SELECTED TEXT »
%%

There’s An Easier Way To Do A Monthly Reconciliation

  Mike Bachara   |     Nov 03, 2020

Improve Autoparts Inventory ReconciliationAre recurring discrepancies a problem for your automotive parts inventory? It’s a problem many Parts Departments must deal with. Luckily, there is an easy way to improve …

And that’s monthly reconciliations. 

Most Parts Departments only reconcile their accounts once a year. But to pinpoint recurring issues, you need to reconcile your automotive parts on a more regular basis. This helps uncover patterns and makes it easier to find the source of discrepancies because everything happened within the last month. 

Having your team count your inventory 12 times a year is impractical. Luckily, you don’t have to do a physical count to conduct a reconciliation. 

Not sure how that is possible? Let’s look at how to reconcile your accounts without the frustration of counting each individual part.

4 Steps For Conducting A Monthly Reconciliation 

  1. Assume Your Physical Accounts are Accurate 

While this goes against everything you think you know about inventory, when conducting a monthly reconciliation, you do not physically count your stock. You will assume that your physical counts are correct. 

You’re only comparing your ledgers and the reconciled items, such as parts received that have not been invoiced, parts invoiced and not received, pending credits, open repair orders, counter tickets, dirty cores, etc.

It’s not uncommon for there to be discrepancies between your inventory general ledger (G/L) and sub-ledgers. Human errors happen, and you want to catch and correct them in a timely fashion. 

  1. Compare Your Ledgers to Your Documentation 

Gather your reconciling documents and compare them to your ledgers. You will want to look at …

  • parts received and not billed
  • parts billed and not received
  • pending credits 
  • open repair orders, counter tickets, etc 
  1. Identify and Source Discrepancies 

If a discrepancy exists between your G/L and sub-ledgers, you will want to proceed with analyzing your accounts to determine the sources of the differences.

What you are most often looking for during your monthly reconciliation is errors that occur when inputting data into your system which include, but are not limited to:

  • Incorrectly calculating totals.
  • Missing invoices or credits.
  • Entering invoices or credits twice.
  • Transposition of numbers.

%%

PROBLEMS »
a) In the monthly reconciliation article, how often do most Parts Departments reconcile their accounts?
b) Retype, unchanged, the section of the monthly reconciliation article that opens with the words containing "Having your team" and closes with "each individual part.".

EXTRACTED ENTRIES »
%%

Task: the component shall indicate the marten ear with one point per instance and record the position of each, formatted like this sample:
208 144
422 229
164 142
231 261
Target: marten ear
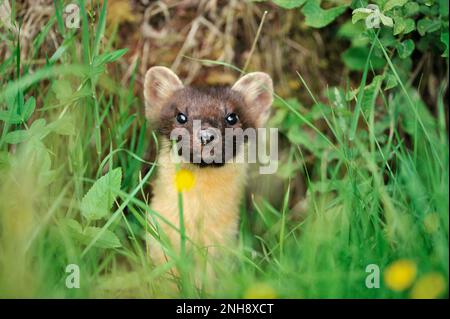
257 90
159 85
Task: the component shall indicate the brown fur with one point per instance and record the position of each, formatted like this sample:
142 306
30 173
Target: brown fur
211 206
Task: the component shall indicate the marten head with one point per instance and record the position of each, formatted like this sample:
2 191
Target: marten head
199 119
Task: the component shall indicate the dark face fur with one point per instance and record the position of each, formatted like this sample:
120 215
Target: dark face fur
216 109
198 118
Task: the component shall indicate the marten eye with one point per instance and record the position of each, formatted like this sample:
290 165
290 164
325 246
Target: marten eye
231 118
181 118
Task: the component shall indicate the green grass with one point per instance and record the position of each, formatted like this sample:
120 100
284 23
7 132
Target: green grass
380 172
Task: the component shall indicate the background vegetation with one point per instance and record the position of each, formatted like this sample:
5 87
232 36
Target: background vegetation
363 119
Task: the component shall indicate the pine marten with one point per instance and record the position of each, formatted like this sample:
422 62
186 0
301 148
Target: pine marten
211 206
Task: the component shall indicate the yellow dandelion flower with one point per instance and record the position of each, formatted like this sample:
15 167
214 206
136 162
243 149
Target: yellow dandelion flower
431 223
430 286
400 275
184 180
260 291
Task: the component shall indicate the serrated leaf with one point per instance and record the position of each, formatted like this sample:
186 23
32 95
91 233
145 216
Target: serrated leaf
28 108
98 201
410 25
360 14
427 25
391 82
317 17
10 118
444 39
289 4
394 3
399 25
109 57
405 48
387 21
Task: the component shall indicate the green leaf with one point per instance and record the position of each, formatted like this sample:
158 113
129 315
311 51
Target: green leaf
391 81
405 48
317 17
427 25
28 108
107 239
410 25
289 4
109 57
399 25
16 137
360 14
444 39
387 21
99 199
394 3
10 118
72 225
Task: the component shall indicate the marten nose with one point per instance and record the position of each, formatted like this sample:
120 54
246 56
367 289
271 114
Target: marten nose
206 136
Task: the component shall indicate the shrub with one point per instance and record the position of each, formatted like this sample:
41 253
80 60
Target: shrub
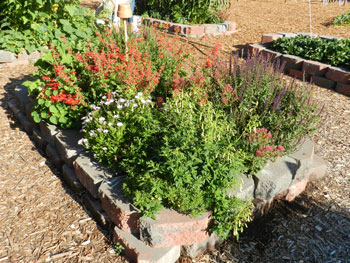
74 77
331 51
342 20
29 25
187 12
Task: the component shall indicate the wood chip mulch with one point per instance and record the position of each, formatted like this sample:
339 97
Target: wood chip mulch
43 221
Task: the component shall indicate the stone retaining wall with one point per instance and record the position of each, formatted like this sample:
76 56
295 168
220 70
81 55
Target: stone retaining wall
170 234
226 28
324 75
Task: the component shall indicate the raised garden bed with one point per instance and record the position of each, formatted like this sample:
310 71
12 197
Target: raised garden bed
171 233
324 75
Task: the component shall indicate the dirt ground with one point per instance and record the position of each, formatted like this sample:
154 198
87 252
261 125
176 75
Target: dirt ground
41 220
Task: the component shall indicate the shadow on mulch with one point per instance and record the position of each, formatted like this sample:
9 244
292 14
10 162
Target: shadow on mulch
14 124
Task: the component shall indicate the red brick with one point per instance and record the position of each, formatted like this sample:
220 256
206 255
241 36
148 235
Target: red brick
120 210
171 228
323 82
315 68
195 30
343 88
338 75
299 74
267 38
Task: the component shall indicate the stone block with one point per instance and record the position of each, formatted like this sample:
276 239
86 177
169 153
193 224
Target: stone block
268 38
323 82
22 97
7 57
287 34
318 169
307 34
171 228
27 125
275 178
71 179
48 131
94 207
338 74
196 249
136 251
245 190
66 142
41 142
305 151
315 68
343 88
270 55
299 74
119 209
54 156
292 62
90 173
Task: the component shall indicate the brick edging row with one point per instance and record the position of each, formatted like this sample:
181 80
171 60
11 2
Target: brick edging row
321 74
171 234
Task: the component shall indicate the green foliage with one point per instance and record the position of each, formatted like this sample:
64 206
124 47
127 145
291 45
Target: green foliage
332 51
30 25
342 20
184 11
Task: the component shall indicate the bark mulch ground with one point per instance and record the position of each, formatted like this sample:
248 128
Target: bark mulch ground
43 221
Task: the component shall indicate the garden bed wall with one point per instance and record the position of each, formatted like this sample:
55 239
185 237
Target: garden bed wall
171 234
324 75
195 31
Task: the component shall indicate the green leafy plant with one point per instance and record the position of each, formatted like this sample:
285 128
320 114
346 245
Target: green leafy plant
188 12
342 20
332 51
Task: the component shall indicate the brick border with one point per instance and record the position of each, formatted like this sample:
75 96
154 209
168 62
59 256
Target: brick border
161 240
194 31
323 75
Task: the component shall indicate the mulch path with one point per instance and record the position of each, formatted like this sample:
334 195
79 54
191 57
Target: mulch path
43 221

%%

RESPONSES BY TASK »
a) Once a year.

b)
Having your team count your inventory 12 times a year is impractical. Luckily, you don’t have to do a physical count to conduct a reconciliation. 

Not sure how that is possible? Let’s look at how to reconcile your accounts without the frustration of counting each individual part.